### Text excerpt
# # # #
Your Highnesses, as Catholic Christians, and princes who love and promote the holy Christian faith, and are enemies of the doctrine of Mahomet, and of all idolatry and heresy, determined to send me, Christopher Columbus, to the above-mentioned countries of India, to see the said princes, people, and territories, and to learn their disposition and the proper method of converting them to our holy faith; and furthermore directed that I should not proceed by land to the East, as is customary, but by a Westerly route, in which direction we have hitherto no certain evidence that anyone has gone.

 

—Entry from the journal of Christopher Columbus on his voyage of 1492

 

 

No one ever gave me directions like this on a golf course before: “Aim at either Microsoft or IBM.” I was standing on the first tee at the KGA Golf Club in downtown Bangalore, in southern India, when my playing partner pointed at two shiny glass-and-steel buildings off in the distance, just behind the first green. The Goldman Sachs building wasn’t done yet; otherwise he could have pointed that out as well and made it a threesome. HP and Texas Instruments had their offices on the back nine, along the tenth hole. That wasn’t all. The tee markers were from Epson, the printer company, and one of our caddies was wearing a hat from 3M. Outside, some of the traffic signs were also sponsored by Texas Instruments, and the Pizza Hut billboard on the way over showed a steaming pizza, under the headline “Gigabites of Taste!”

 

No, this definitely wasn’t Kansas. It didn’t even seem like India. Was this the New World, the Old World, or the Next World?

 

I had come to Bangalore, India’s Silicon Valley, on my own Columbus-like journey of exploration. Columbus sailed with the Niña, the Pinta, and the Santa María in an effort to discover a shorter, more direct route to India by heading west, across the Atlantic, on what he presumed to be an open sea route to the East Indies—rather than going south and east around Africa, as Portuguese explorers of his day were trying to do. India and the magical Spice Islands of the East were famed at the time for their gold, pearls, gems, and silk—a source of untold riches. Finding this shortcut by sea to India, at a time when the Muslim powers of the day had blocked the overland routes from Europe, was a way for both Columbus and the Spanish monarchy to become wealthy and powerful.

 

When Columbus set sail, he apparently assumed the earth was round, which was why he was convinced that he could get to India by going west. He miscalculated the distance, though. He thought the earth was a smaller sphere than it is. He also did not anticipate running into a landmass before he reached the East Indies. Nevertheless, he called the aboriginal peoples he encountered in the new world “Indians.” Returning home, though, Columbus was able to tell his patrons, King Ferdinand and Queen Isabella, that although he never did find India, he could confirm that the world was indeed round.

 

I set out for India by going due east, via Frankfurt. I had Lufthansa business class. I knew exactly which direction I was going thanks to the GPS map displayed on the screen that popped out of the armrest of my airline seat. I landed safely and on schedule. I too encountered people called Indians. I too was searching for India’s riches. Columbus was searching for hardware—precious metals, silk, and spices—the sources of wealth in his day. I was searching for software, brainpower, complex algorithms, knowledge workers, call centers, transmission protocols, breakthroughs in optical engineering—the sources of wealth in our day.
# # # #
### Recorded information
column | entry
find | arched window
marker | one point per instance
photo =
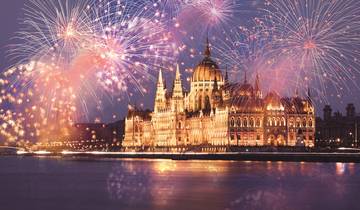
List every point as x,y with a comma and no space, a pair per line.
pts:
283,121
291,122
310,122
232,122
207,103
278,123
258,124
298,122
238,122
200,102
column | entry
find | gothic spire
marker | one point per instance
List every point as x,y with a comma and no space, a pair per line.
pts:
177,91
215,84
226,76
257,82
245,78
160,80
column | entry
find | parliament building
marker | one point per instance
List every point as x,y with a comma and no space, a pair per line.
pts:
217,112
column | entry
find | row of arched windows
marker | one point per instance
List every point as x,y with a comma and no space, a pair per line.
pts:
245,122
271,121
301,122
276,121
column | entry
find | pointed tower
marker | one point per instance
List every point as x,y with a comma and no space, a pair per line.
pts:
207,51
257,89
245,78
160,98
177,94
177,91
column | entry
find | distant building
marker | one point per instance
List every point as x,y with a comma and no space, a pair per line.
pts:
218,113
336,130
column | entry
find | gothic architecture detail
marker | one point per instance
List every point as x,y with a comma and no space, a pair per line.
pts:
218,113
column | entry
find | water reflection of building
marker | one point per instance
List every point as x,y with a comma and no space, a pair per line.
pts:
336,129
217,112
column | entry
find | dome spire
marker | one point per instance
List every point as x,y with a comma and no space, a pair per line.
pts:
207,52
245,78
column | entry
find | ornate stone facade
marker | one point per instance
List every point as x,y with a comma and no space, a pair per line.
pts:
218,113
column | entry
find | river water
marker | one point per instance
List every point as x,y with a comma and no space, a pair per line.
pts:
49,183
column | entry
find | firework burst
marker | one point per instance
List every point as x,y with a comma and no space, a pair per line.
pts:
70,53
133,43
316,41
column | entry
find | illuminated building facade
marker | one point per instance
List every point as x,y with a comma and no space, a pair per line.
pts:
218,113
337,130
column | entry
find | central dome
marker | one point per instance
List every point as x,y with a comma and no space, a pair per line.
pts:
207,69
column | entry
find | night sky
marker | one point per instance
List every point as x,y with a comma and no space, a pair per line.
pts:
11,12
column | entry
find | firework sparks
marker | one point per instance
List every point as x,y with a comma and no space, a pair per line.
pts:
65,46
316,40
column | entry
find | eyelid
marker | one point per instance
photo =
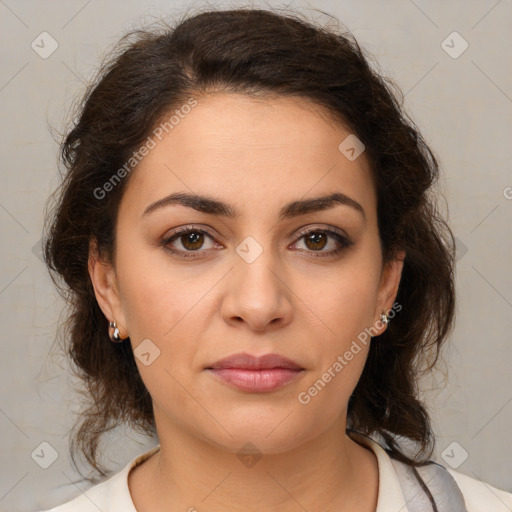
# # # #
### Exercise
Reproduce verbatim a stretch of the Columbus and Bangalore text above, starting at the words "I set out for" and ending after the words "in our day.".

### Solution for this problem
I set out for India by going due east, via Frankfurt. I had Lufthansa business class. I knew exactly which direction I was going thanks to the GPS map displayed on the screen that popped out of the armrest of my airline seat. I landed safely and on schedule. I too encountered people called Indians. I too was searching for India’s riches. Columbus was searching for hardware—precious metals, silk, and spices—the sources of wealth in his day. I was searching for software, brainpower, complex algorithms, knowledge workers, call centers, transmission protocols, breakthroughs in optical engineering—the sources of wealth in our day.